What to produce »
Find the string "body" in the listing below and return each line it appears in.

Working data »
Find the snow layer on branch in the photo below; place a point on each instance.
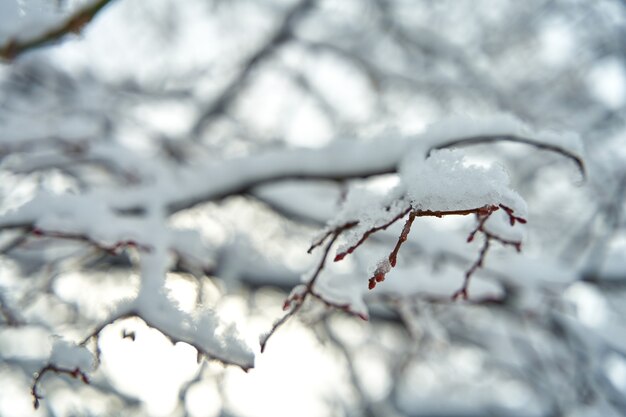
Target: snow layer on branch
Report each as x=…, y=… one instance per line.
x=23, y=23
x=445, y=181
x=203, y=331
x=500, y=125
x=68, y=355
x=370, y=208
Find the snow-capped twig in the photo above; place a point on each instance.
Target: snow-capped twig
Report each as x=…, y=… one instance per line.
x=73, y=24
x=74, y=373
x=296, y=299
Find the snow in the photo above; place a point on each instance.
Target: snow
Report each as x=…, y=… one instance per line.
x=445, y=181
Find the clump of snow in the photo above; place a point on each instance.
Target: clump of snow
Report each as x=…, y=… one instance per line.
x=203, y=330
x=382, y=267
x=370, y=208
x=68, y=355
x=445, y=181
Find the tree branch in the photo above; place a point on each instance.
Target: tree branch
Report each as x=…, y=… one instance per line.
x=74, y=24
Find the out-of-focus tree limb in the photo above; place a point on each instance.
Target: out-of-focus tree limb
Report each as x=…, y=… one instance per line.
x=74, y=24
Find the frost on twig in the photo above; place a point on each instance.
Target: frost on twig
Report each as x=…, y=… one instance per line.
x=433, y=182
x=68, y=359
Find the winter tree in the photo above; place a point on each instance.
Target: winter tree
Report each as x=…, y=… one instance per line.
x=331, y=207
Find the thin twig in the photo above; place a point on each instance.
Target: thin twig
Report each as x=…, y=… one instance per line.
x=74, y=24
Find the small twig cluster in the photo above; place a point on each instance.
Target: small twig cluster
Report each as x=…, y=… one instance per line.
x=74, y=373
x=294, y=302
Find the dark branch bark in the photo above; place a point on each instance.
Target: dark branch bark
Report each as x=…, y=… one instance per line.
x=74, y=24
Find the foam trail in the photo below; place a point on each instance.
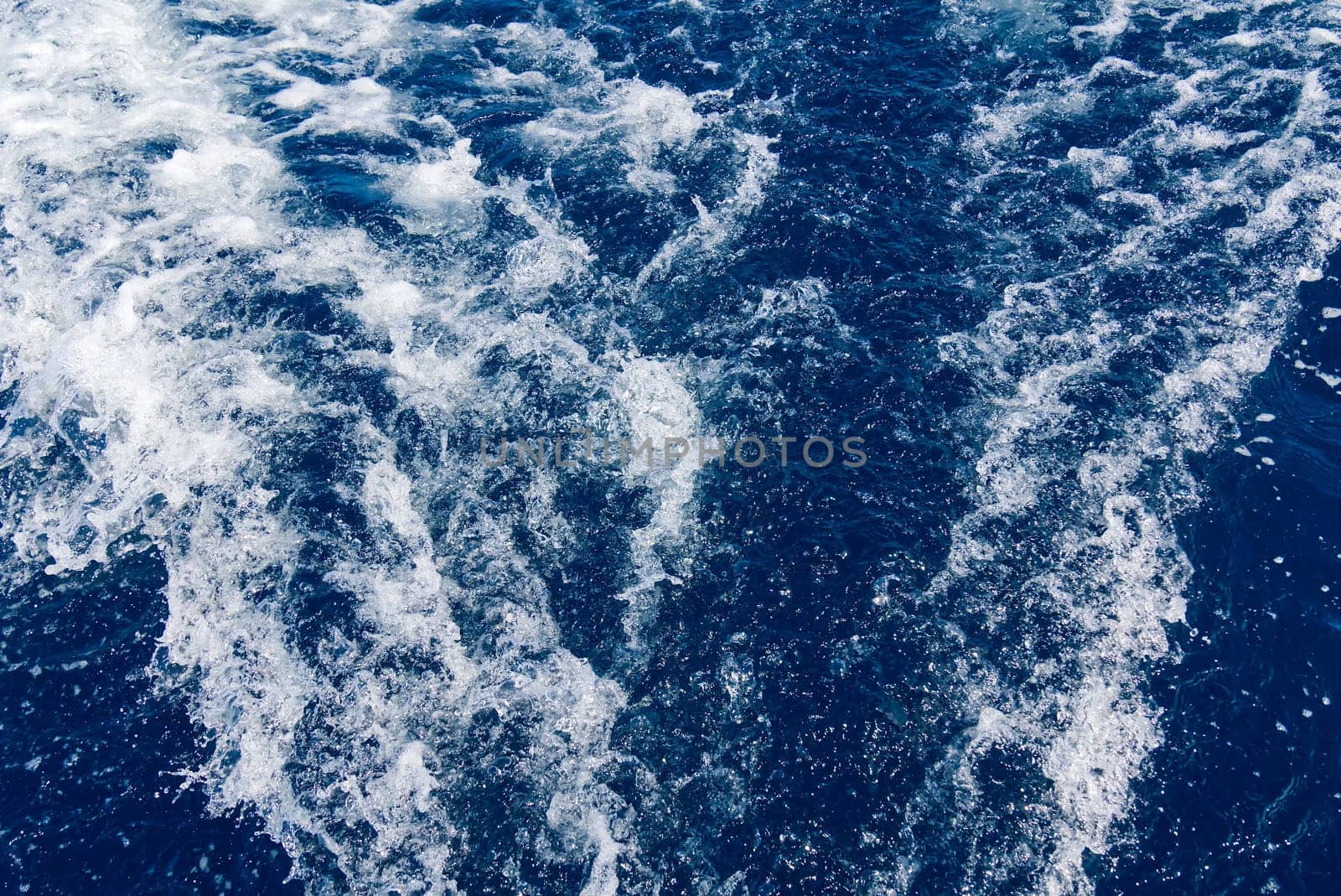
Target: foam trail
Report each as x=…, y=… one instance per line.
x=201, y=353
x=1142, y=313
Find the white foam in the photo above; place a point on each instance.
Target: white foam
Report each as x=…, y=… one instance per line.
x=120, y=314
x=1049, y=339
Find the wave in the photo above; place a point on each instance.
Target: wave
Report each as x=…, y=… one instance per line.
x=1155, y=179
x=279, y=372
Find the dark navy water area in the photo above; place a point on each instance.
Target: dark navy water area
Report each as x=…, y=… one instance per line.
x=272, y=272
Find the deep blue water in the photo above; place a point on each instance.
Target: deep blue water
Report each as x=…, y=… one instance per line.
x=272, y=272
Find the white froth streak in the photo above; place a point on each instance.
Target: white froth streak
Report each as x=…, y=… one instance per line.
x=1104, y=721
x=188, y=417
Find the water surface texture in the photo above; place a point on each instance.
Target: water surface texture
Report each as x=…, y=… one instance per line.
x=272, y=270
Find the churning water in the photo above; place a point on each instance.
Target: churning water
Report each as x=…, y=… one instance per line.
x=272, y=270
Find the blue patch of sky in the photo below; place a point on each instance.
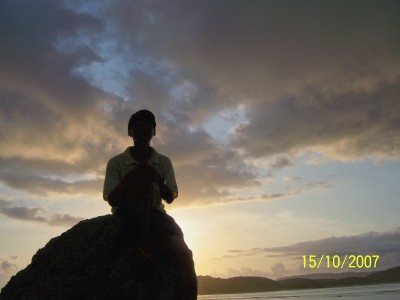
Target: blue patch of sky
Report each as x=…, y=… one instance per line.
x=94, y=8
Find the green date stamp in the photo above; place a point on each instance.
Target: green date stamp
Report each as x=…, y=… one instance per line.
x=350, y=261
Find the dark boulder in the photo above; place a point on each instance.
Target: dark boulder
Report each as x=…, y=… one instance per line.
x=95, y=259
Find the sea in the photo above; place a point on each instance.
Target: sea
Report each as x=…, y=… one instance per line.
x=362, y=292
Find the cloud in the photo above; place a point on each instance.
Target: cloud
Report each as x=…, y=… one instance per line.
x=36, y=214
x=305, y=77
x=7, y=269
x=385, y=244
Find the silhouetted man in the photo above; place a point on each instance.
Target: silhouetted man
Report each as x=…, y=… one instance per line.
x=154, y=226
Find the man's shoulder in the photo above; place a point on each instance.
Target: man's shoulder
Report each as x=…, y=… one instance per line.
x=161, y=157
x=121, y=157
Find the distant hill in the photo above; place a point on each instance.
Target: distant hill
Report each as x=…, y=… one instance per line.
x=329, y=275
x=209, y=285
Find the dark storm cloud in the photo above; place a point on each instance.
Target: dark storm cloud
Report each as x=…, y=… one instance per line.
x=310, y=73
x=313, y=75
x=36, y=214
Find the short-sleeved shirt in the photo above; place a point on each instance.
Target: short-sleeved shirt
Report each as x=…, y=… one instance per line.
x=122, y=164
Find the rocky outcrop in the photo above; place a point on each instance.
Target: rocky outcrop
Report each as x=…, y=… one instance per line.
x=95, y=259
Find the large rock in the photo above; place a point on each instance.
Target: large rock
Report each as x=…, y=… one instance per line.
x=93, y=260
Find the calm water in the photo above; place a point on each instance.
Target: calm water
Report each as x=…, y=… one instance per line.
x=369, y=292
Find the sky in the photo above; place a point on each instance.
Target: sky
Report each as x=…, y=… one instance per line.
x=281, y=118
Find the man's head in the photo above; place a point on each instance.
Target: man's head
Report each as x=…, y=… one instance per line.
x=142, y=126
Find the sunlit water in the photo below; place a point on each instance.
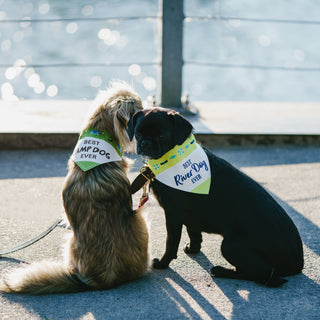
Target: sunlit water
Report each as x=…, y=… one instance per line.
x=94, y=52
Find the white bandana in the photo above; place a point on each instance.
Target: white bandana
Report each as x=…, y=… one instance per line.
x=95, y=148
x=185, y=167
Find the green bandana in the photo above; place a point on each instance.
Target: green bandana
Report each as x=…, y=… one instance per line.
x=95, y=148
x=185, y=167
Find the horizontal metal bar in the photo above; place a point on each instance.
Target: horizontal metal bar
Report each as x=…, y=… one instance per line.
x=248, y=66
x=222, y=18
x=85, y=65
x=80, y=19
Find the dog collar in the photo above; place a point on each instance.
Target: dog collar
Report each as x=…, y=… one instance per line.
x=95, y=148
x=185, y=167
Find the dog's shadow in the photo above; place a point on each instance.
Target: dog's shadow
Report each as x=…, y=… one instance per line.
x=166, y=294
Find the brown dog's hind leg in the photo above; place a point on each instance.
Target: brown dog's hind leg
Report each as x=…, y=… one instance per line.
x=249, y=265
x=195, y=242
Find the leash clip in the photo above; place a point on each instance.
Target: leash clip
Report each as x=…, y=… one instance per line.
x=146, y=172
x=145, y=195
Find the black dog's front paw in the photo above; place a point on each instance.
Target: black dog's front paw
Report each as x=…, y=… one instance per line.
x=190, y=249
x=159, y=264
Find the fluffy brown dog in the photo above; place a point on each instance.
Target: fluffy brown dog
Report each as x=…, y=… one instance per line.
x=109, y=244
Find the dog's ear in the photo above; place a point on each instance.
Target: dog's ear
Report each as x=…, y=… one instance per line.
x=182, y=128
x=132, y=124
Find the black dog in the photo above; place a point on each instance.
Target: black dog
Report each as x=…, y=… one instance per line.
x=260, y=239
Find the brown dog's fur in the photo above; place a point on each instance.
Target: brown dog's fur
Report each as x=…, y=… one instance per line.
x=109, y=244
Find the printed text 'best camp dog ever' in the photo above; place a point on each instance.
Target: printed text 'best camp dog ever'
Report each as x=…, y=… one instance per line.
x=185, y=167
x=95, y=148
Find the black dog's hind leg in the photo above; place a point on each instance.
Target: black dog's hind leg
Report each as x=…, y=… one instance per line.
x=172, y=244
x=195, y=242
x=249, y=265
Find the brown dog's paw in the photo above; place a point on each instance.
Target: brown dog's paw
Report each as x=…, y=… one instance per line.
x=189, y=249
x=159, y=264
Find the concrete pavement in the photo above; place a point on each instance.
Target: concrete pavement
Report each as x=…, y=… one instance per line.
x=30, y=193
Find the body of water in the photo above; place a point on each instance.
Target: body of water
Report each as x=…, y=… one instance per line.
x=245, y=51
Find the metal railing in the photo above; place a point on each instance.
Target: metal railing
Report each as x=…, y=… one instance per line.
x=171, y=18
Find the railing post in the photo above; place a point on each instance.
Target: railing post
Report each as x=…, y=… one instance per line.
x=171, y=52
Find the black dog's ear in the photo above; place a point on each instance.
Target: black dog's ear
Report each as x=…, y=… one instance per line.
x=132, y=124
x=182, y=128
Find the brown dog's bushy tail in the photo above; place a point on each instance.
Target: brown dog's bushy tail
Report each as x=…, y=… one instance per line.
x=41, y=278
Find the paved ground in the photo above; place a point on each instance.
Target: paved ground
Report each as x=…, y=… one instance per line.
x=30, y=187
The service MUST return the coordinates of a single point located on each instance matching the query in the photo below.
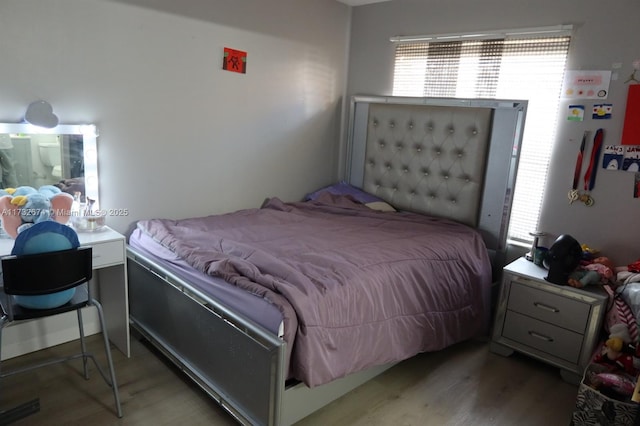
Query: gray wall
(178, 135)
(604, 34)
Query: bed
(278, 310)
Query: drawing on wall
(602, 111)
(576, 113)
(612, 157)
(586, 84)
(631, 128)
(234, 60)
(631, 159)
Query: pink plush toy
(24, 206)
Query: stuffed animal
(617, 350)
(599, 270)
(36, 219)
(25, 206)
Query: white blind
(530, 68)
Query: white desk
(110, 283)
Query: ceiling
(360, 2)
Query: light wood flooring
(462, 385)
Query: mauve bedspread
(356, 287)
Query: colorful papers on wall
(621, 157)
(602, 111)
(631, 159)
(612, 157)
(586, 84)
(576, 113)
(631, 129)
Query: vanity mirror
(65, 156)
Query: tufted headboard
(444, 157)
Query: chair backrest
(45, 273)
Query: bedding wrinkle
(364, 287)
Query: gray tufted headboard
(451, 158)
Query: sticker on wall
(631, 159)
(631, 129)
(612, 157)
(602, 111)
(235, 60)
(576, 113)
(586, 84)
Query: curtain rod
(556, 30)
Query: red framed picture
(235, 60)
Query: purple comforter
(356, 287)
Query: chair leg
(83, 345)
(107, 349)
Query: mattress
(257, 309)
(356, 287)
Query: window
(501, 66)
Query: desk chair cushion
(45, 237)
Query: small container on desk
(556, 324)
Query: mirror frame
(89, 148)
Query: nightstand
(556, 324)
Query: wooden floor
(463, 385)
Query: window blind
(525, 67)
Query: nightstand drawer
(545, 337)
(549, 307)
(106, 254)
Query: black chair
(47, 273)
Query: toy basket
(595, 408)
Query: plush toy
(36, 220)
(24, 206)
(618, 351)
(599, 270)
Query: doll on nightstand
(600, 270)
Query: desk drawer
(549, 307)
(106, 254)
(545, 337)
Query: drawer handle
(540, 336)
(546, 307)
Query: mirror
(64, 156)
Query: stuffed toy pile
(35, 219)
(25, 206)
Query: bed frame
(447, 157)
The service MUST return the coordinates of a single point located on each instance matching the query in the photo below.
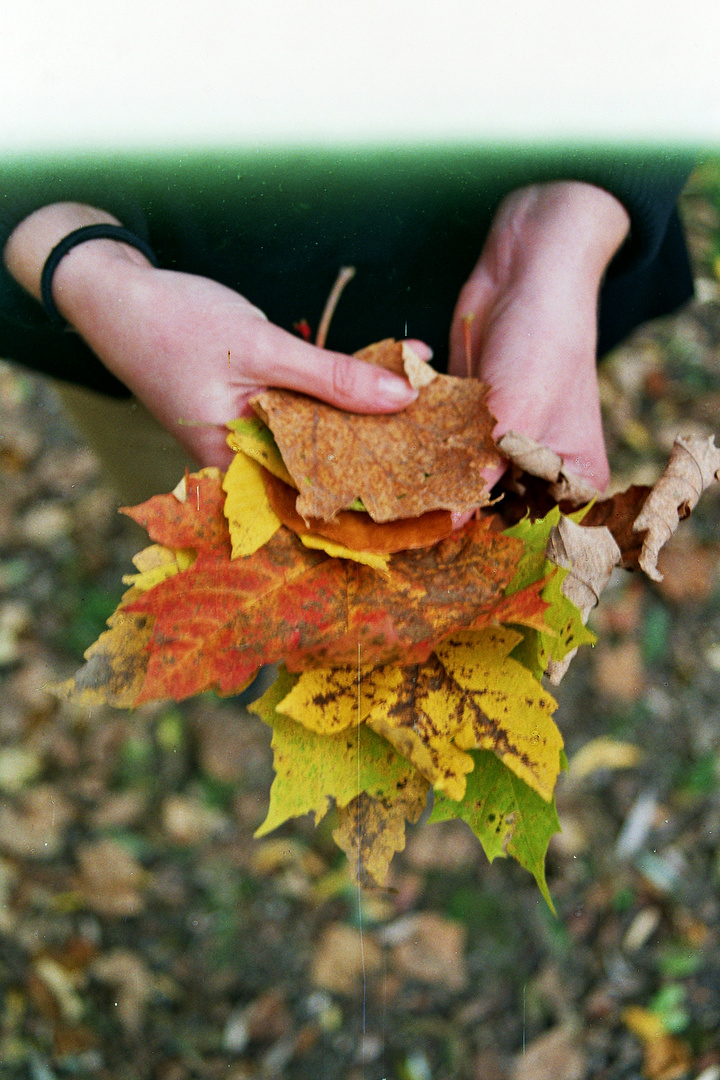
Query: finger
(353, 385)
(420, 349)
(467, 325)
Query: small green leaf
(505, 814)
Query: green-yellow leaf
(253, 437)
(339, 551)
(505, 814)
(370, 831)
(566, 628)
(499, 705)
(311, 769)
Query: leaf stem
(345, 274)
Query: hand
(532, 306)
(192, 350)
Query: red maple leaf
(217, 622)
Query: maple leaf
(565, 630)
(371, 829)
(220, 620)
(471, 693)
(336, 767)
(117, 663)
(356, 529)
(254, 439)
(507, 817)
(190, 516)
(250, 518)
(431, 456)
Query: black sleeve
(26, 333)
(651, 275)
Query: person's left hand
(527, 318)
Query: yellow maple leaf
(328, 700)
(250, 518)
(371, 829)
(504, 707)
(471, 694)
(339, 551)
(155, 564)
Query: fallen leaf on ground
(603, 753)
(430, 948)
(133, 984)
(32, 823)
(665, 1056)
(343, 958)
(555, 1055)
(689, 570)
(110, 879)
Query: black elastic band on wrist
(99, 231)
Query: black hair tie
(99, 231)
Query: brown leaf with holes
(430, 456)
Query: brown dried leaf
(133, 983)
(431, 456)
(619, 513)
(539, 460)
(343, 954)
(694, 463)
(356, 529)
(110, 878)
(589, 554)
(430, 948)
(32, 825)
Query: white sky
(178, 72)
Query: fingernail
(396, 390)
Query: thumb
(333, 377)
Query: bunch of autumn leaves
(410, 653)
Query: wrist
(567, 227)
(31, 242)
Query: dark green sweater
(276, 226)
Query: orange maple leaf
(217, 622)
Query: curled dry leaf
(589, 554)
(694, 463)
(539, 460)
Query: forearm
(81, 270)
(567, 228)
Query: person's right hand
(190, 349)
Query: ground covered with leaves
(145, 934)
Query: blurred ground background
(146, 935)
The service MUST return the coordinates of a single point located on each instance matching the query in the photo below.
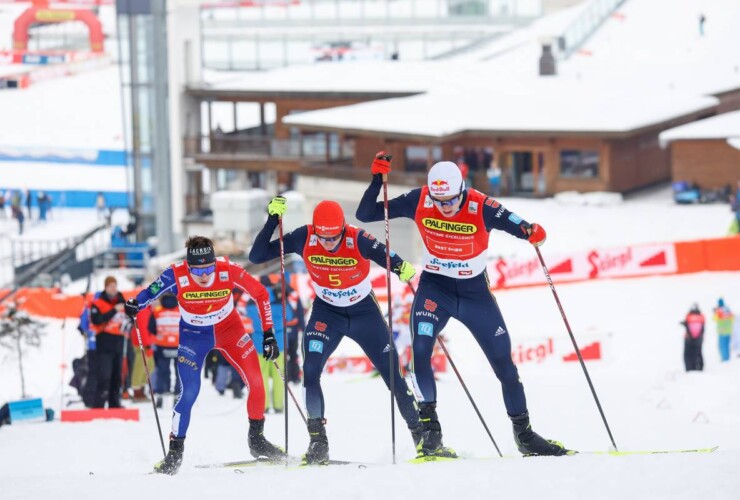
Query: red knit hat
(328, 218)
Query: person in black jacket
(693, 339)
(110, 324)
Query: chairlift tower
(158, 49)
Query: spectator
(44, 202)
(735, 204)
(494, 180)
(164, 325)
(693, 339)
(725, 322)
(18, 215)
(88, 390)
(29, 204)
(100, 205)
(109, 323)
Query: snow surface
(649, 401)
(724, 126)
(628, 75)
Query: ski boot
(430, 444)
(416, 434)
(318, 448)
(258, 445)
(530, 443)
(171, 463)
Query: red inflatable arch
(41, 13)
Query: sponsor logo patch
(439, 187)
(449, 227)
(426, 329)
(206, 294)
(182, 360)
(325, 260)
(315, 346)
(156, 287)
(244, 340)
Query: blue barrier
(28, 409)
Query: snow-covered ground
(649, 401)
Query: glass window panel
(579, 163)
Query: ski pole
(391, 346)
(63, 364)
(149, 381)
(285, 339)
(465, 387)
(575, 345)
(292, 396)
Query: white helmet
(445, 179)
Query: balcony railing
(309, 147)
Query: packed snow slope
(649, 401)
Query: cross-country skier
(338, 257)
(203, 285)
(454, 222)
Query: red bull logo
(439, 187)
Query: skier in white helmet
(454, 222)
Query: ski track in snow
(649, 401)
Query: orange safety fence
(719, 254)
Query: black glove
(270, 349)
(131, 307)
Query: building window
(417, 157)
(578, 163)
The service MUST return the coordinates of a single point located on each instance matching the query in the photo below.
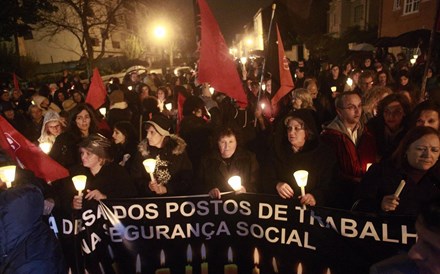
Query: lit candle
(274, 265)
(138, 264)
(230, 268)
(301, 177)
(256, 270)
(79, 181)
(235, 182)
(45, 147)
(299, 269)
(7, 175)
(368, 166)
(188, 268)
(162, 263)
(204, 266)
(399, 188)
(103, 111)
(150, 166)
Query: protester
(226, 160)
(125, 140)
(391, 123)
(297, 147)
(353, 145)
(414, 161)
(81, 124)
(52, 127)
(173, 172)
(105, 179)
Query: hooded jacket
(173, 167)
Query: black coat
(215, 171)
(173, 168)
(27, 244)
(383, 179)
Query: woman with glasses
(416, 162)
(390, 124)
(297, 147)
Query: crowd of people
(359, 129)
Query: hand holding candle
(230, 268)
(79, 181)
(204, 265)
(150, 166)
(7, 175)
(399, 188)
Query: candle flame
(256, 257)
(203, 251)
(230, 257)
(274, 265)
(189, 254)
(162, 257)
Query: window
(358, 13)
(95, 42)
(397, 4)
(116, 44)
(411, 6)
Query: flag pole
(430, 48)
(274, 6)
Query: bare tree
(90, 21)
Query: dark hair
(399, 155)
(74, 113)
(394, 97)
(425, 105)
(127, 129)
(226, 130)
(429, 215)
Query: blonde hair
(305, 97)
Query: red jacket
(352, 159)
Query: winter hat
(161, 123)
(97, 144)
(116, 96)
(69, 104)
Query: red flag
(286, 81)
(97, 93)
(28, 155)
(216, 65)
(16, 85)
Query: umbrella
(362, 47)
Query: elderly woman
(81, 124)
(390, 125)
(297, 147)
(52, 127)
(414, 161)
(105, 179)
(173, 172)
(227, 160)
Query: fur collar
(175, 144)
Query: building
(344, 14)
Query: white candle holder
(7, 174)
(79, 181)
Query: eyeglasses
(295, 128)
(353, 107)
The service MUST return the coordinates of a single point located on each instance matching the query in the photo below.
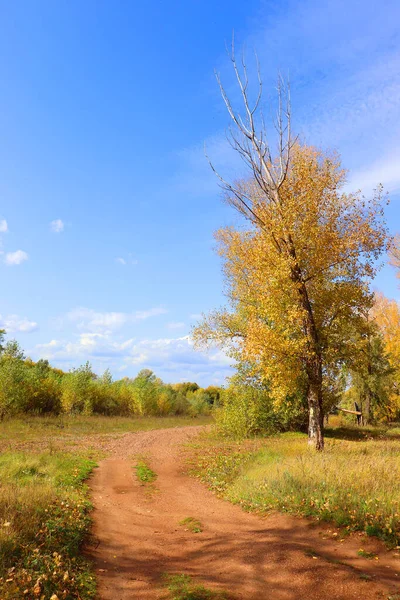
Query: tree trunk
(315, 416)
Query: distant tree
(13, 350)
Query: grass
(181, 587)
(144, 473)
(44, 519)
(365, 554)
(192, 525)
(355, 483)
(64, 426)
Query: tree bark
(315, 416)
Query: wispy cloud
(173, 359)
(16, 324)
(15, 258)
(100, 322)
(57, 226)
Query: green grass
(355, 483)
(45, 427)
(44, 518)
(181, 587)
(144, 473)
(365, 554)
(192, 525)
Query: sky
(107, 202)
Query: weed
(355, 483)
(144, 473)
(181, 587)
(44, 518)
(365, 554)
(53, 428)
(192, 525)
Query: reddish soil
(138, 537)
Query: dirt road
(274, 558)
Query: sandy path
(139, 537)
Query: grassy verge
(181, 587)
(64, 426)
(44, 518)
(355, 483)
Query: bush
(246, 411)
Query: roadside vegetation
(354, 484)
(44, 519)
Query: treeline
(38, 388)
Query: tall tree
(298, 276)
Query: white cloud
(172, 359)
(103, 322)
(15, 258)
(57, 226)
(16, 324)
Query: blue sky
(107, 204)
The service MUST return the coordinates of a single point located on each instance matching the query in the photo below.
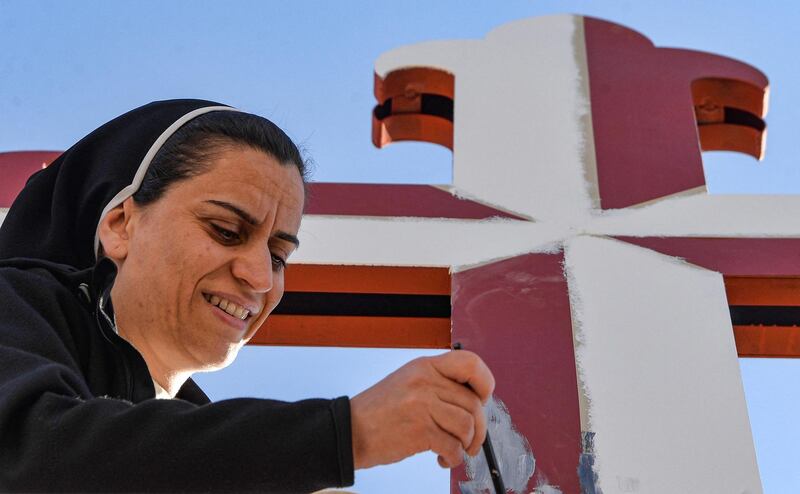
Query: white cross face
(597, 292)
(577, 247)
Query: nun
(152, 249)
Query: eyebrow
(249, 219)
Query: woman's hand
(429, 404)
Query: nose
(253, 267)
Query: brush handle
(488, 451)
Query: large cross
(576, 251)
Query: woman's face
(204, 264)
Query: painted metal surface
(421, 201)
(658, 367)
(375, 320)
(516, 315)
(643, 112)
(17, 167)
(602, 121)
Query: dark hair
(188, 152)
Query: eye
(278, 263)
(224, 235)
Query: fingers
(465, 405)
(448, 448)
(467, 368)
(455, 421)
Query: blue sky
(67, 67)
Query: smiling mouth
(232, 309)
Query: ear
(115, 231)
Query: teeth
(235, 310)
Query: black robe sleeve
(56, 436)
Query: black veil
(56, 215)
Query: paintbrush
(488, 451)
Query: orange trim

Your response »
Find the body of water in the photo above; place a point on each instance.
Target: body of water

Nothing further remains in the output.